| Objective |
Reproduce the entries below in full, word for word.

○ ○ ○ ○ ○ ○ ○

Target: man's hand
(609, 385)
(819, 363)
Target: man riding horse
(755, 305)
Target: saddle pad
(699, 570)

○ ○ ○ ○ ○ ○ ○

| Solution to this problem |
Target: man's hand
(609, 385)
(819, 363)
Target: man riding horse
(755, 305)
Target: saddle pad
(699, 570)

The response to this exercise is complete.